Study text:
= = = =

What coffee myths do you wish would vanish?
Myth: Coffee Helps You Lose Weight
The number one myth I regularly hear about coffee is that it helps you to lose weight. Caffeine can increase your metabolism slightly, but you would need to drink gallons of coffee every day to see or feel any benefits. While caffeine may reduce your desire to eat for a short time, the effects wear off quickly. One positive about drinking coffee when trying to lose weight is that it will make you feel more alert, meaning you are more likely to want to exercise.
On a similar note, it is often said that caffeine can make you dehydrated. While this is true, the amount of water that a cup of coffee contains cancels out any dehydrating effects of caffeine. If you drink a lot of coffee shots such as espresso you may experience dehydration, but you will be fine with your regular morning cup of coffee.
Myth: You Have to Warm Your Cup
Here’s a simple experiment you can perform if you’re convinced that heating an espresso cup is necessary for keeping coffee at the right temperature.
Take two cups.
The first one should be about 72 degrees, which is room temperature. The other should be heated in boiling water. Remove the cup from boiling water and fill both cups with hot coffee. 15 seconds after extraction measure the coffee’s temperature.

= = = =

Requirement A:
Could you rewrite the stretch of the coffee myths text from "Myth: You Have" through "the coffee’s temperature.", changing "boiling water" to "hot water" each time it appears?
Requirement B:
Can you carry the coffee myths text forward, picking up right after its last sentence?

= = = =

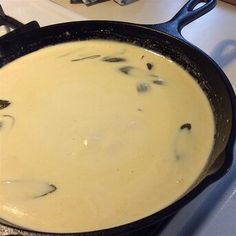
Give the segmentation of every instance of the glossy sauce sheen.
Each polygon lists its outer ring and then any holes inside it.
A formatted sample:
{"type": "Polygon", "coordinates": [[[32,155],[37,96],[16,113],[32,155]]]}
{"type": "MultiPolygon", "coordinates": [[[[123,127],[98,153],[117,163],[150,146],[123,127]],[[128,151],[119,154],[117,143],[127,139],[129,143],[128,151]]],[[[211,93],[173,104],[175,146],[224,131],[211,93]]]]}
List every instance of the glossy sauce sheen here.
{"type": "Polygon", "coordinates": [[[0,217],[47,232],[110,228],[186,193],[213,146],[193,78],[129,44],[41,49],[0,70],[0,217]]]}

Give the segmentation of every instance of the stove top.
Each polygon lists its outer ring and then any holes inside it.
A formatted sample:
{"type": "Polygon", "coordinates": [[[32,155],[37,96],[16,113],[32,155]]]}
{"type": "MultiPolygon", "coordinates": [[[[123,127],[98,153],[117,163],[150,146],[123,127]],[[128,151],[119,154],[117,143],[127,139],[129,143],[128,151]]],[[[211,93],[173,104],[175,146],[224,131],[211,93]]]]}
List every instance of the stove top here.
{"type": "MultiPolygon", "coordinates": [[[[62,2],[62,1],[61,1],[62,2]]],[[[67,2],[67,1],[64,1],[67,2]]],[[[68,1],[69,2],[69,1],[68,1]]],[[[186,0],[139,0],[120,7],[104,1],[72,11],[49,0],[1,0],[5,12],[23,23],[37,20],[41,26],[66,21],[105,19],[150,24],[168,20],[186,0]]],[[[184,28],[183,36],[210,55],[236,87],[236,6],[218,1],[218,6],[184,28]],[[203,37],[204,35],[204,37],[203,37]]],[[[0,33],[2,28],[0,28],[0,33]]],[[[234,149],[236,159],[236,148],[234,149]]],[[[164,224],[141,235],[160,236],[232,236],[236,235],[236,161],[229,172],[209,186],[197,198],[164,224]]],[[[0,228],[0,235],[21,235],[0,228]]],[[[135,234],[136,236],[137,234],[135,234]]]]}

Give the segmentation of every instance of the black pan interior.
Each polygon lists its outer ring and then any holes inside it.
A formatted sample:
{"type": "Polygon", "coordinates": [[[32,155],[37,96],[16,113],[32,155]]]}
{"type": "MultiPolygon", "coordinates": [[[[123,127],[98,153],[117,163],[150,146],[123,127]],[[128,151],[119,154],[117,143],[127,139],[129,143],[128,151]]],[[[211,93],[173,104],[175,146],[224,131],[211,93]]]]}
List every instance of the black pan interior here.
{"type": "Polygon", "coordinates": [[[226,156],[223,166],[217,173],[206,178],[197,188],[177,203],[151,217],[147,217],[143,221],[115,228],[109,233],[103,231],[102,234],[98,232],[95,234],[113,235],[114,232],[124,233],[127,230],[144,227],[144,225],[152,224],[154,221],[159,221],[173,214],[209,183],[221,177],[227,171],[233,157],[232,145],[235,132],[231,130],[234,130],[235,123],[235,95],[224,73],[202,51],[174,36],[129,23],[73,22],[29,30],[26,33],[21,33],[21,30],[18,29],[13,34],[9,34],[0,40],[0,66],[46,46],[88,39],[107,39],[135,44],[167,56],[187,70],[207,95],[214,112],[216,133],[210,164],[213,164],[215,158],[222,152],[226,156]]]}

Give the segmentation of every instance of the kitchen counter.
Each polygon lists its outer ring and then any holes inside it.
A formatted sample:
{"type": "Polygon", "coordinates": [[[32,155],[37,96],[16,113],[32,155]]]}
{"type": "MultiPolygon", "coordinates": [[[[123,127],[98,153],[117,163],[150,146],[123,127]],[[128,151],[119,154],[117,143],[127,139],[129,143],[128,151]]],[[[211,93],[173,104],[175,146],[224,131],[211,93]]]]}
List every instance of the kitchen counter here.
{"type": "MultiPolygon", "coordinates": [[[[66,2],[66,0],[64,0],[66,2]]],[[[187,0],[139,0],[127,6],[104,1],[69,10],[49,0],[1,0],[4,11],[23,23],[41,26],[80,20],[120,20],[141,24],[170,19],[187,0]]],[[[218,1],[215,9],[187,25],[183,36],[210,55],[236,89],[236,6],[218,1]]],[[[236,151],[236,150],[235,150],[236,151]]],[[[236,152],[234,152],[236,156],[236,152]]],[[[161,236],[236,235],[236,164],[228,174],[183,208],[161,236]]],[[[0,231],[1,233],[1,231],[0,231]]],[[[1,234],[6,235],[6,234],[1,234]]]]}

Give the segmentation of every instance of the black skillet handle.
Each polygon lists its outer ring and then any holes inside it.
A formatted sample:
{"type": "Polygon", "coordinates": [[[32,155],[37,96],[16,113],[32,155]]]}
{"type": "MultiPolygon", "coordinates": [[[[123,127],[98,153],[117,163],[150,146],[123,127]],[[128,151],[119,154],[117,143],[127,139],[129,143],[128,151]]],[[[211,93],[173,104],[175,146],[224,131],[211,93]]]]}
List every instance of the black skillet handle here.
{"type": "Polygon", "coordinates": [[[217,0],[189,0],[171,20],[162,24],[148,25],[148,27],[184,40],[181,35],[183,27],[212,10],[216,3],[217,0]],[[204,3],[204,5],[194,9],[199,3],[204,3]]]}

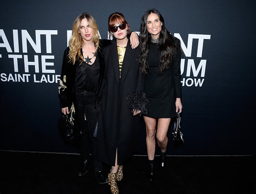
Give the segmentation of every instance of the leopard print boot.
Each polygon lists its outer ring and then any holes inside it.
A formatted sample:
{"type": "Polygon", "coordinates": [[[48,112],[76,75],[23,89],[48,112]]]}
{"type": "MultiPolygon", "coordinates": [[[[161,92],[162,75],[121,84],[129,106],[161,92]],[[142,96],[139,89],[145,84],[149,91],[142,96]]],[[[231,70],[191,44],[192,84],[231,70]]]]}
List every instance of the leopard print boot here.
{"type": "Polygon", "coordinates": [[[109,174],[108,177],[110,185],[110,191],[113,194],[119,194],[119,189],[116,183],[116,175],[117,173],[114,173],[111,171],[109,174]]]}
{"type": "Polygon", "coordinates": [[[117,175],[116,175],[116,180],[118,181],[121,181],[123,179],[123,165],[120,165],[118,167],[117,175]]]}

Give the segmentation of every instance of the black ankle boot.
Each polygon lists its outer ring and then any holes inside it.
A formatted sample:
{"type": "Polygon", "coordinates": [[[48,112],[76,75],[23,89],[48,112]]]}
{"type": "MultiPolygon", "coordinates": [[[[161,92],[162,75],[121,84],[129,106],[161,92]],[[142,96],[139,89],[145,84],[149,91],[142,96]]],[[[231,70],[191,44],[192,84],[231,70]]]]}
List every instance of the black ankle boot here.
{"type": "Polygon", "coordinates": [[[154,166],[155,162],[149,162],[147,164],[147,178],[149,181],[152,181],[154,179],[154,166]]]}
{"type": "Polygon", "coordinates": [[[160,157],[161,158],[161,166],[165,167],[166,165],[166,151],[164,153],[160,151],[160,157]]]}
{"type": "Polygon", "coordinates": [[[78,176],[82,176],[86,174],[88,170],[88,161],[85,160],[79,169],[78,171],[78,176]]]}
{"type": "Polygon", "coordinates": [[[97,171],[95,173],[96,178],[98,179],[100,184],[107,183],[109,182],[109,178],[107,176],[104,176],[102,172],[97,171]]]}

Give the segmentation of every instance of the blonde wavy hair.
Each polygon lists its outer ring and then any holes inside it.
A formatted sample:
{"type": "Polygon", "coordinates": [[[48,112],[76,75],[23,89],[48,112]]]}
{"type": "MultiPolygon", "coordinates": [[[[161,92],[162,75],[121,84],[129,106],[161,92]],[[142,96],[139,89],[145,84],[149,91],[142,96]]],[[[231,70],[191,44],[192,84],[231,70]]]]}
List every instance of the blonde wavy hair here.
{"type": "Polygon", "coordinates": [[[79,33],[79,28],[81,21],[86,18],[91,27],[94,29],[92,41],[95,45],[96,51],[99,47],[100,42],[100,35],[98,33],[98,26],[96,21],[92,15],[85,12],[81,13],[76,18],[72,27],[72,36],[69,39],[69,62],[73,65],[75,63],[78,58],[83,60],[83,55],[81,53],[81,48],[83,47],[84,41],[81,34],[79,33]]]}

= = = =

Output A:
Myth: You Have to Warm Your Cup
Here’s a simple experiment you can perform if you’re convinced that heating an espresso cup is necessary for keeping coffee at the right temperature.
Take two cups.
The first one should be about 72 degrees, which is room temperature. The other should be heated in hot water. Remove the cup from hot water and fill both cups with hot coffee. 15 seconds after extraction measure the coffee’s temperature.

Output B:
I measure a one-degree difference in the two cups, but I badly scald my fingers with a preheated cup! The handle is helpful.
Repeating this a couple of times, it’s nearly the same with a 0.4-degree deviation. So, make sure your cup is hot, or else your espresso will be cold? Most likely not.
Myth: Caffeine Can Improve Performance at Work
The one myth I wish would disappear forever is that coffee, or more specifically caffeine, improves performance at work. Caffeine gives you energy and gets everything firing but doesn’t make you any better at performing tasks, especially complex ones. If you’re doing something simple and repetitive, you may get a small boost from a cup of coffee, but it will disappear as you get more tolerant to caffeine.
A tired brain filled with caffeine will be no better at a complex task than a tired brain with no caffeine. Coffee is delicious, has health benefits, and is a greatly enjoyable social drink, but can we stop pretending that it gives us mini-superpowers?
Myth: Coffee is Unhealthy
Coffee is a superfood that has a lot of myths surrounding it. There is one coffee myth that I highly dislike and that I wish would disappear. The myth is that coffee has zero health benefits.
A lot of people don’t believe coffee can be healthy for you. In fact, they believe coffee is actually unhealthy. In reality, a number of scientific studies have linked [coffee] to a variety of health benefits.
It can decrease the risk of developing depression. Over 200 studies have found drinking three to four cups of coffee a day can contribute to living a longer life. It has even been linked to improved lung function.
Myth: Afternoon Coffee will Make You an Insomniac
Caffeine acts as a stimulant. Nonetheless, the coffee in your post-lunch mug is metabolized quickly by the liver, and virtually all of it (about 75 percent) is washed out of your system for about four to seven hours. So, if you drink your second cup at 3 p.m., it’ll be entirely gone by night.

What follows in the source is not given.